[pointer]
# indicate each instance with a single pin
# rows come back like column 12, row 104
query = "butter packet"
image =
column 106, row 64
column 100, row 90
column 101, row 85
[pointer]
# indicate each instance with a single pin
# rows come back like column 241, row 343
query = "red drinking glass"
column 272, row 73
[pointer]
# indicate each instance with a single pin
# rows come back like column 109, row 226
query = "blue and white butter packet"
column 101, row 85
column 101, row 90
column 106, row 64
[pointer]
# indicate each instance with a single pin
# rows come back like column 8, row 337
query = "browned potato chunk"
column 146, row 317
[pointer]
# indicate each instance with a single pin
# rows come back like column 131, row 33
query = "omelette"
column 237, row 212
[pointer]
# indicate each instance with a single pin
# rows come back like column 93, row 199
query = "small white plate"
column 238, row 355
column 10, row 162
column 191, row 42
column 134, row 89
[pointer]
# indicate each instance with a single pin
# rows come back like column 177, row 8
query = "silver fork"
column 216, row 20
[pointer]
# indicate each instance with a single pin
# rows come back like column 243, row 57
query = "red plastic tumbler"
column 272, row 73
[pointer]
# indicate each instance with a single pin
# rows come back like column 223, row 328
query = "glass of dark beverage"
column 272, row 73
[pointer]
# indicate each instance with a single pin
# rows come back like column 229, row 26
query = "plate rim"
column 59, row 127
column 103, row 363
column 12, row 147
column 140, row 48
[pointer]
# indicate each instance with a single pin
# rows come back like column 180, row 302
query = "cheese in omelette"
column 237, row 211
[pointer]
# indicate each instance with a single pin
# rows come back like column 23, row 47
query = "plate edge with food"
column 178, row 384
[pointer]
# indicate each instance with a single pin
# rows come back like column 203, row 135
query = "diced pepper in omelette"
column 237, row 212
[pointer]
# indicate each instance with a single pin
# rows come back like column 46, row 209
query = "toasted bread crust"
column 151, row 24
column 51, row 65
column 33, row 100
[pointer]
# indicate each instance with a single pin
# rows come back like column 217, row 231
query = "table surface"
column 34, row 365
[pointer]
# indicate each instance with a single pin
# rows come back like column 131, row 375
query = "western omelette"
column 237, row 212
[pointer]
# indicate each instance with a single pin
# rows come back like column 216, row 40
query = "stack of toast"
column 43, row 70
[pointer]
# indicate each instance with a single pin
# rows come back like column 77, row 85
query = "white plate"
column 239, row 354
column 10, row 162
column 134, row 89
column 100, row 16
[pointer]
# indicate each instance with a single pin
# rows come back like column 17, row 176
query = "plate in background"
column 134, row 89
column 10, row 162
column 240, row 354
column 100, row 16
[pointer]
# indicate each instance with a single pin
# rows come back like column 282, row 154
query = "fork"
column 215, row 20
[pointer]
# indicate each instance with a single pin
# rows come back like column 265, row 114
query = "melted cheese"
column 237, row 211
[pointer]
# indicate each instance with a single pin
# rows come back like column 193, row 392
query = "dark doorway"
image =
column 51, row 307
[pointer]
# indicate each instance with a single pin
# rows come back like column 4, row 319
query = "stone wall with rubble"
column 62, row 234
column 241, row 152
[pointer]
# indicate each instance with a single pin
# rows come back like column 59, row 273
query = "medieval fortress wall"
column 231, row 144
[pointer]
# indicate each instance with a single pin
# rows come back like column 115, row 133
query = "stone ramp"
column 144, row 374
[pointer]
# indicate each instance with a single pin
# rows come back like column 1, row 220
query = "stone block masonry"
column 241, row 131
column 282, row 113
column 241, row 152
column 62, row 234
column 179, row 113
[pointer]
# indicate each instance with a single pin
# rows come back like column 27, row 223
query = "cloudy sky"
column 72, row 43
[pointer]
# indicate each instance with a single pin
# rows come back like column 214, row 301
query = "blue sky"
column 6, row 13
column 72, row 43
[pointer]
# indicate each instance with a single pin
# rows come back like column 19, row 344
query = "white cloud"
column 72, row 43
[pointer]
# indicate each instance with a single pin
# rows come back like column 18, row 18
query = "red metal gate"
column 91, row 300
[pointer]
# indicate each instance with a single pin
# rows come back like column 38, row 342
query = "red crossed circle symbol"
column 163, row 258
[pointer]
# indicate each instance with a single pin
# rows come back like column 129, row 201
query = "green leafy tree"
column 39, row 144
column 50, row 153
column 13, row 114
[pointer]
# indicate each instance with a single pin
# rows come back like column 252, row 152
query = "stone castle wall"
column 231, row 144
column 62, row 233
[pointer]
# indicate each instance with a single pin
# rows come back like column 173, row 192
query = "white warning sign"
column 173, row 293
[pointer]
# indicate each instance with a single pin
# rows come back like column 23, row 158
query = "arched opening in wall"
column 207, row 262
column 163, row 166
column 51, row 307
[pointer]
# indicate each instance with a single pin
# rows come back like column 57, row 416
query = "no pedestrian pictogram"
•••
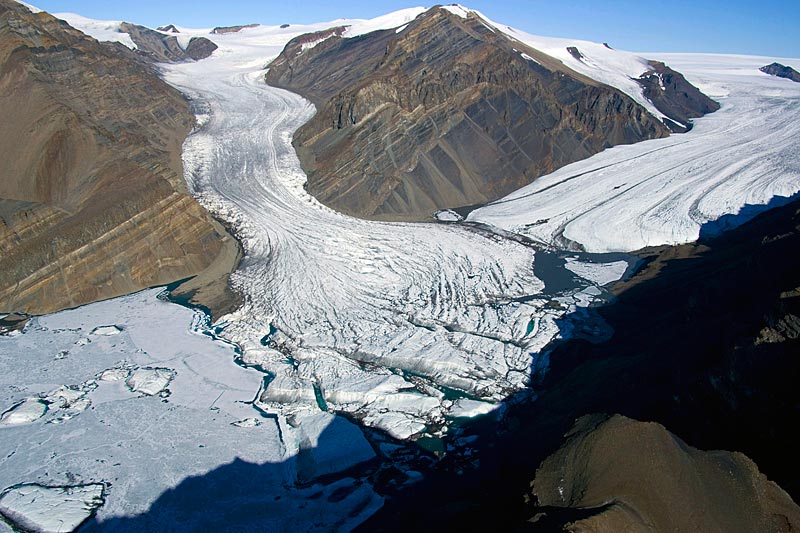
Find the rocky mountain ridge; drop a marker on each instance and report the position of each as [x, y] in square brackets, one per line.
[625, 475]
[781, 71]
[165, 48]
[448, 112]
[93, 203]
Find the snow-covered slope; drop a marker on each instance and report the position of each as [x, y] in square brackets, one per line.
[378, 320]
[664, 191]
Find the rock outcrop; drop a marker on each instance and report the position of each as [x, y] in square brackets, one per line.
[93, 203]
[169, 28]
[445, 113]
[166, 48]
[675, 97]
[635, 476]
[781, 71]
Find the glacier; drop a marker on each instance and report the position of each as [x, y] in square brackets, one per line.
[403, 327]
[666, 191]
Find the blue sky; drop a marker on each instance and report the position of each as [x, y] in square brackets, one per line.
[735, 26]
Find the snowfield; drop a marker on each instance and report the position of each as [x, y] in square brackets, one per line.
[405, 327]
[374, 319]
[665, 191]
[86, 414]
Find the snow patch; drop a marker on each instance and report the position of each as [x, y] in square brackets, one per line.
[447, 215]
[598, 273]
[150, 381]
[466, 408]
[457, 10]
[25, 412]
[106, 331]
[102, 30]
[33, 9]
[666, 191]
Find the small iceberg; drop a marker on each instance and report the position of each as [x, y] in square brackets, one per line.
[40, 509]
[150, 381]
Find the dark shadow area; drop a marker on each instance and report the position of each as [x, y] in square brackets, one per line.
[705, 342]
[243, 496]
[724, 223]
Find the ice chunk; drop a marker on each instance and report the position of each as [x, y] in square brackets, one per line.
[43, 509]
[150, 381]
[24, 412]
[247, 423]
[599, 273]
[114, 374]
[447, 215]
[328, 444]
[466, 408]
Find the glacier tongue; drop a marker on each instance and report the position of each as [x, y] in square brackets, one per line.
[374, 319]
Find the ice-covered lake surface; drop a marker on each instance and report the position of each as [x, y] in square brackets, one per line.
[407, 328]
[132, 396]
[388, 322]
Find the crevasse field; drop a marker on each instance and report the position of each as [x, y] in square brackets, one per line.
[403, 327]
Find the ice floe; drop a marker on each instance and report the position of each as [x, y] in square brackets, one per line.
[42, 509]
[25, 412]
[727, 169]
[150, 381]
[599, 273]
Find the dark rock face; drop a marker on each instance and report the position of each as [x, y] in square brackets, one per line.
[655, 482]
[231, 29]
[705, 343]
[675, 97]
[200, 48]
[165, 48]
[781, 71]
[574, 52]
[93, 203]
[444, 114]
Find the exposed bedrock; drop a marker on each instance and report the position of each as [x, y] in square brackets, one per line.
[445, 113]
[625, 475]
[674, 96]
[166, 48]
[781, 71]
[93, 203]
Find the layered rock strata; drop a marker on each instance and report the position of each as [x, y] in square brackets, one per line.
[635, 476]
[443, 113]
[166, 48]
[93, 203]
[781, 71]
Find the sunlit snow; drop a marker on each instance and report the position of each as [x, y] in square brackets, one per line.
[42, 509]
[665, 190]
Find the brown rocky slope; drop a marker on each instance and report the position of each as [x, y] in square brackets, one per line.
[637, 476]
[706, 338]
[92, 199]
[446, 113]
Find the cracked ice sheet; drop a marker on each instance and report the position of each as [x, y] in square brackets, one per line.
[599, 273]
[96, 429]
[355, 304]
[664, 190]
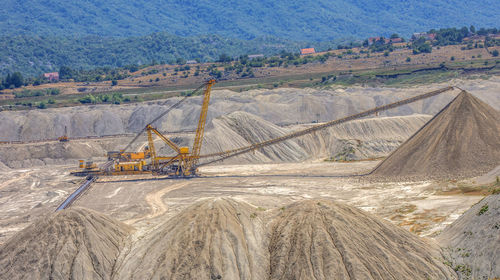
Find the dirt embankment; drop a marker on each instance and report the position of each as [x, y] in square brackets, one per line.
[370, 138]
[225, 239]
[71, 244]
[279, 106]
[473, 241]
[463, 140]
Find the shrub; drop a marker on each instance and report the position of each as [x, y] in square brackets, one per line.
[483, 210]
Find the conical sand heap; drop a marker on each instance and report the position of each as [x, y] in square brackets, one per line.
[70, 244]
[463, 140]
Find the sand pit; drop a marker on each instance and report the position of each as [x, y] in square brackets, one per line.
•••
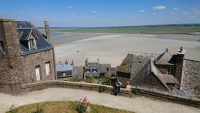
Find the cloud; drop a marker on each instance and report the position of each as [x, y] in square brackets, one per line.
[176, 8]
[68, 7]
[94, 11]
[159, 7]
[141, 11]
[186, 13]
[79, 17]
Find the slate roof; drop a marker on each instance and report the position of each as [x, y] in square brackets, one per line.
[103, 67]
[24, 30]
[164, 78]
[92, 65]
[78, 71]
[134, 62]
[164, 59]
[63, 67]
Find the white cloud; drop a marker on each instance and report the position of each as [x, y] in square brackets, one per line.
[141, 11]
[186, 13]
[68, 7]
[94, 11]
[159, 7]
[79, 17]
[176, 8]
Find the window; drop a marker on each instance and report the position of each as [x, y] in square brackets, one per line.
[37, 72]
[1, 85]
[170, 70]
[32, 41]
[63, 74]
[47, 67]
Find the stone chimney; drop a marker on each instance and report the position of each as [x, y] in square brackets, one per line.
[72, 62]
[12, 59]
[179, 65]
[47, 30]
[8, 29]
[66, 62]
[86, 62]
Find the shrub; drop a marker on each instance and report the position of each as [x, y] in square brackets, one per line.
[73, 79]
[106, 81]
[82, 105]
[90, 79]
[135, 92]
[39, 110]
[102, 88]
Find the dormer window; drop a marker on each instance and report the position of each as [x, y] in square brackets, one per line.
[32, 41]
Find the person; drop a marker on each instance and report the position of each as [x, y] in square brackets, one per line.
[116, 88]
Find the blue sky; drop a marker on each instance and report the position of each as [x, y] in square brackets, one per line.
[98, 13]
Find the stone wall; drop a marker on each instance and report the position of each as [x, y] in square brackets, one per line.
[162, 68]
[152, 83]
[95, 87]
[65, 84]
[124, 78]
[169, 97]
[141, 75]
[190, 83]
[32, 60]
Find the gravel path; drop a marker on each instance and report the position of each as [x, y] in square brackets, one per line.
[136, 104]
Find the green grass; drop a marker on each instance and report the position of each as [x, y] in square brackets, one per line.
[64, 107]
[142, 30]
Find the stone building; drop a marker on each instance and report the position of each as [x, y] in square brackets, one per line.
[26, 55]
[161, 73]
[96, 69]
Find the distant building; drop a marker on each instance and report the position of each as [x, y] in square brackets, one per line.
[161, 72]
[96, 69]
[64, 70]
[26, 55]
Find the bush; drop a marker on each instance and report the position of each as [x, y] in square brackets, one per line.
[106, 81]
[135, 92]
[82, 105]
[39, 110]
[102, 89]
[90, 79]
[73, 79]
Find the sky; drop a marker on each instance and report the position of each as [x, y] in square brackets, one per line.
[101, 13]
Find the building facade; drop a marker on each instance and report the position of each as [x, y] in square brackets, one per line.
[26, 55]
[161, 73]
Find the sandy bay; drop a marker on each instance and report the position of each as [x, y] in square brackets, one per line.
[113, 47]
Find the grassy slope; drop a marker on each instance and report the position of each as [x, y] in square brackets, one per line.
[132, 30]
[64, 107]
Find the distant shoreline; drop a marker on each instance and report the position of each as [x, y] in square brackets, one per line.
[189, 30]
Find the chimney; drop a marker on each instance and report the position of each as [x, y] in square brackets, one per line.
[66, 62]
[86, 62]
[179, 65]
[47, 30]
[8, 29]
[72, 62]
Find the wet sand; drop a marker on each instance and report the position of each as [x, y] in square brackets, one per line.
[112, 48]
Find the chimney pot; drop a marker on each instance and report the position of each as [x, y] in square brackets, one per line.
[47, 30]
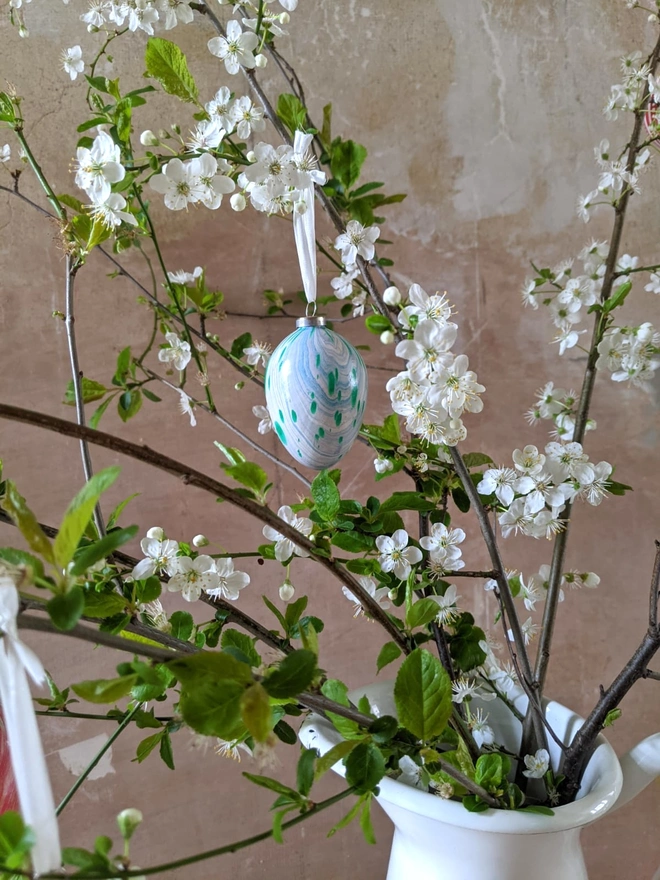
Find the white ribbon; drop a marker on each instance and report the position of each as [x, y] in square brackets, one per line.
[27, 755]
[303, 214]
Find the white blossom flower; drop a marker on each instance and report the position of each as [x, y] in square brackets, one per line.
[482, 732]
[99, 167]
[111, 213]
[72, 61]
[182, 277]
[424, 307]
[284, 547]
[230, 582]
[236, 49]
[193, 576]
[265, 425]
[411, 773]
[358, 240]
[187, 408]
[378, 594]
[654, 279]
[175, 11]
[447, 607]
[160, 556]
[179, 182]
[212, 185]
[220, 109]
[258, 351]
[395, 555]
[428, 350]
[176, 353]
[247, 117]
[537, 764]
•••
Retype word for word everything in the listing above from the line that holds "# rows come back like column 180, row 302" down to the line that holds "# rows come back like column 46, row 209". Keep both end lines and leave out the rest.

# rows come back like column 180, row 302
query = "cheese in omelette"
column 237, row 211
[pointer]
# indicate each instance with a single pin
# rows come back like column 23, row 47
query = "plate edge with food"
column 178, row 384
[pointer]
# indicate each instance with a single pin
# rows come back like column 203, row 135
query = "diced pepper in omelette"
column 237, row 212
[pointer]
# indicate each instance with a single pin
# rows come back like column 46, row 209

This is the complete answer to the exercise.